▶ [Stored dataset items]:
========================
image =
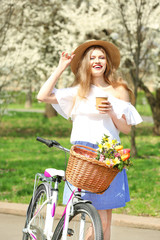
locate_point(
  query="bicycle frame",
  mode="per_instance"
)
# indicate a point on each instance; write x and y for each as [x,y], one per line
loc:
[51,202]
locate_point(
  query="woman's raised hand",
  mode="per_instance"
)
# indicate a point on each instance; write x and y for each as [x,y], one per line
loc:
[65,60]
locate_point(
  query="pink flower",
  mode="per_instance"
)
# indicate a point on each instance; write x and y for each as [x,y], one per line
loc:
[101,158]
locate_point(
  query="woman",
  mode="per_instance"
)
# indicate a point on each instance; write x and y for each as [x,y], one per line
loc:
[94,64]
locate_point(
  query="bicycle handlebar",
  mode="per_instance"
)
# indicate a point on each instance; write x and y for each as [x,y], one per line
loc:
[52,143]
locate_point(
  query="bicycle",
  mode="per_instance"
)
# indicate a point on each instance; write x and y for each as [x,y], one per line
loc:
[78,216]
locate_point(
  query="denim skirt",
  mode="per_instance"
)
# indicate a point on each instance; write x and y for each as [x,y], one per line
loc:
[115,196]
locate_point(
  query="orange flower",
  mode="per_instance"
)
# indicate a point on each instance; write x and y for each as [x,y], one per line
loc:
[124,157]
[124,151]
[119,147]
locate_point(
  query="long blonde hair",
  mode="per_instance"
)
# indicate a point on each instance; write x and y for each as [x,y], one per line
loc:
[84,79]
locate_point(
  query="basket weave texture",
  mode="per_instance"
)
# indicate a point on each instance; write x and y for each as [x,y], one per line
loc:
[85,172]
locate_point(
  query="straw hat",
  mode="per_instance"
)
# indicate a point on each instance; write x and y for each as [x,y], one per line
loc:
[110,48]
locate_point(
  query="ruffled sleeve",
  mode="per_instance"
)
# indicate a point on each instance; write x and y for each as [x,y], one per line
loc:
[121,107]
[65,98]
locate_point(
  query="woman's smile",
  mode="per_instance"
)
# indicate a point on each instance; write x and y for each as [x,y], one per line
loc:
[98,62]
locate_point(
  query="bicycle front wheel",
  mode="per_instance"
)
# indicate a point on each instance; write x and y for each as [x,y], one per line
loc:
[84,224]
[38,224]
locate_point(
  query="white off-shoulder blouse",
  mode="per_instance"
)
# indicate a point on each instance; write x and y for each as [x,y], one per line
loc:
[88,124]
========================
Repeat the data in full, exactly as it stands, but drop every picture.

▶ [ANSWER BOX]:
image =
locate_point(
  query="bicycle frame",
  mode="per_instance"
)
# indicate a point on each instance; write x and y for each as [x,y], one per line
loc:
[51,202]
locate_point(
  query="woman's raised hand",
  mode="per_instance"
)
# indicate a point on each instance; write x and y for each as [x,y], one per line
loc:
[65,60]
locate_point(
  query="pink flower",
  mode="per_instance"
)
# indicate a point on each instance; write x and y for each as [x,y], one per line
loc:
[101,158]
locate_point(
  query="woman",
  mode="per_instance"
)
# indicate a point on each instance; write x and y for each as [x,y], one per line
loc:
[94,64]
locate_point(
  query="bicycle handlebar",
  mode="per_instance"
)
# indicate a point on each instance; write x and y for each as [x,y], one per line
loc:
[52,143]
locate_point(
  query="bicycle",
  mode="per_instance"
)
# indicate a point on each instance; write x and y for each as [x,y], one per line
loc:
[78,216]
locate_point(
  query="denim skirt",
  mode="per_instance"
)
# indicate a point on each instance; write x and y for each as [x,y], one per line
loc:
[115,196]
locate_point(
  query="orange flower",
  mode="per_instance"
)
# indicate a point on each instance; write x and y for each as [x,y], one per line
loc:
[124,157]
[124,151]
[119,147]
locate_point(
  query="long blonde hair",
  mode="per_instance"
)
# indicate a point on each instance; write x and y for each as [x,y], one per line
loc:
[84,79]
locate_point(
  query="basket weave texture",
  mode="per_instance"
)
# indicate a point on each instance; write x and y for each as [x,y], one per line
loc:
[85,172]
locate_point(
  query="straw hat",
  mode="per_instance"
)
# indicate a point on each instance; write x and y for each as [x,y], one per line
loc:
[110,48]
locate_point(
  query="ruffled sleeve",
  mode="per_instance"
)
# indicate a point on each instance; write x and y for each as [x,y], one per line
loc:
[121,107]
[65,98]
locate_point(
  query="woman's smile",
  mode="per_instance"
)
# indicate a point on each instance; write x and y for each as [x,y], one per line
loc:
[98,62]
locate_point(
  query="bicycle front wheel",
  mode="per_instance"
)
# indicate a point on each instance; write x and y for each as [x,y], one per line
loc:
[84,224]
[38,224]
locate_point(
  query="white off-shoulder blouse",
  mode="per_instance"
)
# indicate a point on each instance; write x and y for each as [x,y], one per line
loc:
[88,124]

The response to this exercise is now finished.